### Goal
Please give the lines from the first one through the line that contains "[[[728,696],[728,762],[755,759],[755,688],[750,662],[724,662]]]" as a numbered list, leaving out blank lines.
=======
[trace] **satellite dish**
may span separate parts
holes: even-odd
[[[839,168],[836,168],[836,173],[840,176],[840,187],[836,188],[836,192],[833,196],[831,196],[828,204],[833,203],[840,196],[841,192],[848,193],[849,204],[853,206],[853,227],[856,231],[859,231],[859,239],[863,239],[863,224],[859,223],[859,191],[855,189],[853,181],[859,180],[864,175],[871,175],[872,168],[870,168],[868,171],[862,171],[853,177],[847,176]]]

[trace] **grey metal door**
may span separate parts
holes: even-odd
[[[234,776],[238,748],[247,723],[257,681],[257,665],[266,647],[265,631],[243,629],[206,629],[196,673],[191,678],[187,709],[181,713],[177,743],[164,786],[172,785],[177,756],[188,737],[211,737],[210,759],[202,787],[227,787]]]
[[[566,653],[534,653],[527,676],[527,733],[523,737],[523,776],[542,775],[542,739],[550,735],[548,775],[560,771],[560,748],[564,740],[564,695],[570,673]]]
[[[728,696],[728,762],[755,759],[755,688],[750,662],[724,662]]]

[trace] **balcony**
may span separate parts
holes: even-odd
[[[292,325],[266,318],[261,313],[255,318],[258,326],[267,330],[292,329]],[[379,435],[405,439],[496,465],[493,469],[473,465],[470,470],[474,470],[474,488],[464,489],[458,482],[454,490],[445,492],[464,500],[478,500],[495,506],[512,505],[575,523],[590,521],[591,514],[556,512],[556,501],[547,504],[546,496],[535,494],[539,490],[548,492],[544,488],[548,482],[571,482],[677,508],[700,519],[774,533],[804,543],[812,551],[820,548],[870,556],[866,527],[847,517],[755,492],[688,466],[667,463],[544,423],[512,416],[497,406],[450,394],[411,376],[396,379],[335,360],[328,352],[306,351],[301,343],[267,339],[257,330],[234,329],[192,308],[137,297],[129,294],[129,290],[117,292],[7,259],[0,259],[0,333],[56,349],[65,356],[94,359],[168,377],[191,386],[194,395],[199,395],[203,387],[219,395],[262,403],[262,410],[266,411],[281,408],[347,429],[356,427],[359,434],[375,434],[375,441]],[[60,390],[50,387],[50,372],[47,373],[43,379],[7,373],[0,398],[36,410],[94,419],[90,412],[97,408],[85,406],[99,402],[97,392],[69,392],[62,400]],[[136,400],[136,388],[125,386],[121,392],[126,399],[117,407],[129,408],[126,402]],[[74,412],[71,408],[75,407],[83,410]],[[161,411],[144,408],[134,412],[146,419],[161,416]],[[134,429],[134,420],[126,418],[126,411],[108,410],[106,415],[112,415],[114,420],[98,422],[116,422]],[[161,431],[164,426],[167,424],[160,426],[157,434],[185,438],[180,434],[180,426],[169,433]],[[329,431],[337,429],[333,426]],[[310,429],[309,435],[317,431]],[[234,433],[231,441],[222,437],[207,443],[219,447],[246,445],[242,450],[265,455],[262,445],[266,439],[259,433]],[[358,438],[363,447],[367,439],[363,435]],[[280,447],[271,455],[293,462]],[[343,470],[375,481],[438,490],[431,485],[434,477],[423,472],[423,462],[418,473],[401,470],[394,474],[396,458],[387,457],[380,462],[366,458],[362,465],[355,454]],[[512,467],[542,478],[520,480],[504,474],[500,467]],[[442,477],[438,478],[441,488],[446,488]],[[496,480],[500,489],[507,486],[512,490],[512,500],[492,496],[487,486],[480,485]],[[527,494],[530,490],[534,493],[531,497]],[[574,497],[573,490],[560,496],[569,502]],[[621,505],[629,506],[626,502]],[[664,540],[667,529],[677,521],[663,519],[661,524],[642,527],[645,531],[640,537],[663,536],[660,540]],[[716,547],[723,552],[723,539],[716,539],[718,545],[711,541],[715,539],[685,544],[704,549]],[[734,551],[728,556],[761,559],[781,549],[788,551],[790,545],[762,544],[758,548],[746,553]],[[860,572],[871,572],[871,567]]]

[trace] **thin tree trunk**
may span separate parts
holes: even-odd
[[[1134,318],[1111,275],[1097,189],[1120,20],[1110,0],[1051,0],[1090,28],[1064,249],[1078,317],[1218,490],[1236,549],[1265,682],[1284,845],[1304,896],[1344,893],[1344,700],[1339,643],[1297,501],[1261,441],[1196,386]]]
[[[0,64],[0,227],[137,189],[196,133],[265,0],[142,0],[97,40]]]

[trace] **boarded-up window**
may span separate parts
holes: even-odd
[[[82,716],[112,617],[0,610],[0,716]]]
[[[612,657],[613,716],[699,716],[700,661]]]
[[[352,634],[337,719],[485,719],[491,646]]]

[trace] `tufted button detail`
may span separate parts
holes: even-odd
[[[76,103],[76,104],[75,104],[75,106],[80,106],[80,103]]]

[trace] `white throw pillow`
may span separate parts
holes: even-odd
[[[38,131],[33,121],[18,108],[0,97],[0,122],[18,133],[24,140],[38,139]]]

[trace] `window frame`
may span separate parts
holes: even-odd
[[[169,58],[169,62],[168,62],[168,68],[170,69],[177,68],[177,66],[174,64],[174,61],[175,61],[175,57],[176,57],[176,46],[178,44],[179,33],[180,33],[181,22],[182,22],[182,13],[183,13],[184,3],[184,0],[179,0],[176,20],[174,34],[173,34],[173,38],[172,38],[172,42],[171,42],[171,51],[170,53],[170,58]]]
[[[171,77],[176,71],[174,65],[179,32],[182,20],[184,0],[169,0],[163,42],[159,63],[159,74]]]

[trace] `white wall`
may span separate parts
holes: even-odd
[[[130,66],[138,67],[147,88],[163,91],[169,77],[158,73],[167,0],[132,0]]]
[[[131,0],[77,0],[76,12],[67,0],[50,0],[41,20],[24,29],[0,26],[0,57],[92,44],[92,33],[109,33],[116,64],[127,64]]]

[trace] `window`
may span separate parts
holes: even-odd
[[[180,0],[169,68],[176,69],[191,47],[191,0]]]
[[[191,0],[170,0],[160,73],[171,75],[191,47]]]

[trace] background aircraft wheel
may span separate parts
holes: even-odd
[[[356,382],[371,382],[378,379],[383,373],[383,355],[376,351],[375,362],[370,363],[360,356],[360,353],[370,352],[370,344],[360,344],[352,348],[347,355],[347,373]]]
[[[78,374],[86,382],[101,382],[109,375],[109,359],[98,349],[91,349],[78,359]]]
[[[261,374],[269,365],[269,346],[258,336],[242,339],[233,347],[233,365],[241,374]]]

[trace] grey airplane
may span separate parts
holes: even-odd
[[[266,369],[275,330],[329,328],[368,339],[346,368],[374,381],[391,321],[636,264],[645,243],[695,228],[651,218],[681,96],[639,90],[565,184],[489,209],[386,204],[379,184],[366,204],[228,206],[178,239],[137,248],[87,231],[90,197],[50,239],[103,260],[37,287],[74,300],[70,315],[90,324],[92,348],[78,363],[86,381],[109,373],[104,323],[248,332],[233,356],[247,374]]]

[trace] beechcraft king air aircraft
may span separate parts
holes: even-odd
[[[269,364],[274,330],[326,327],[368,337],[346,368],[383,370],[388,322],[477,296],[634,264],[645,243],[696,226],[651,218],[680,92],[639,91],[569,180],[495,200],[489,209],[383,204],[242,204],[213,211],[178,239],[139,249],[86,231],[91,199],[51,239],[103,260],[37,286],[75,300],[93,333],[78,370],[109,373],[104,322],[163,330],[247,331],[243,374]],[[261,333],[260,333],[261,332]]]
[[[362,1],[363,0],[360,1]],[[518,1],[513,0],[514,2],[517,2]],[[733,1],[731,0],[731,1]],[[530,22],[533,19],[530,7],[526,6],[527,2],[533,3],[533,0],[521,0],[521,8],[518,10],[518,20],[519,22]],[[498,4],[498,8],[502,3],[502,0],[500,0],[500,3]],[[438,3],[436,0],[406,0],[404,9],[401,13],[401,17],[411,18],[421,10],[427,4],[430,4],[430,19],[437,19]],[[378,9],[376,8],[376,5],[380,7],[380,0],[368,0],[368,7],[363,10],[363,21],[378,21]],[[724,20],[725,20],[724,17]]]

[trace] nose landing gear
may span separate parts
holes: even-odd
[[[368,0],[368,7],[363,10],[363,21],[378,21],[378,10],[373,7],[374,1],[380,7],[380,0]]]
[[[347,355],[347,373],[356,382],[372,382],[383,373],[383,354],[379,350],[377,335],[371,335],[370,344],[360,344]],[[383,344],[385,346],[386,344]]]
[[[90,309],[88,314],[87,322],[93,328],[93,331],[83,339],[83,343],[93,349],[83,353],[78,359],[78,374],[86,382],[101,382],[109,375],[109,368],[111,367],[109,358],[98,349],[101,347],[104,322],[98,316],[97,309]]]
=======
### Final answer
1. [trace] **satellite dish**
2. may span separate parts
3. holes: even-odd
4. [[[839,168],[836,168],[836,173],[840,176],[840,187],[836,188],[836,192],[833,196],[831,196],[828,204],[833,203],[840,196],[841,192],[848,193],[849,204],[853,206],[853,227],[856,231],[859,231],[859,239],[863,239],[863,224],[859,223],[859,191],[855,189],[853,181],[859,180],[864,175],[871,175],[872,168],[870,168],[868,171],[862,171],[853,177],[847,176]]]
5. [trace] **grey metal door**
6. may span separate parts
7. holes: even-odd
8. [[[234,776],[238,748],[247,723],[257,681],[257,665],[266,647],[265,631],[243,629],[206,629],[196,673],[191,678],[187,709],[181,713],[177,743],[164,786],[172,785],[177,756],[188,737],[211,737],[210,759],[202,787],[227,787]]]
9. [[[566,653],[534,653],[527,676],[527,733],[523,737],[523,776],[542,775],[542,739],[550,735],[548,775],[560,771],[560,748],[564,740],[564,695],[570,673]]]
10. [[[728,696],[728,762],[755,759],[755,688],[750,662],[724,662]]]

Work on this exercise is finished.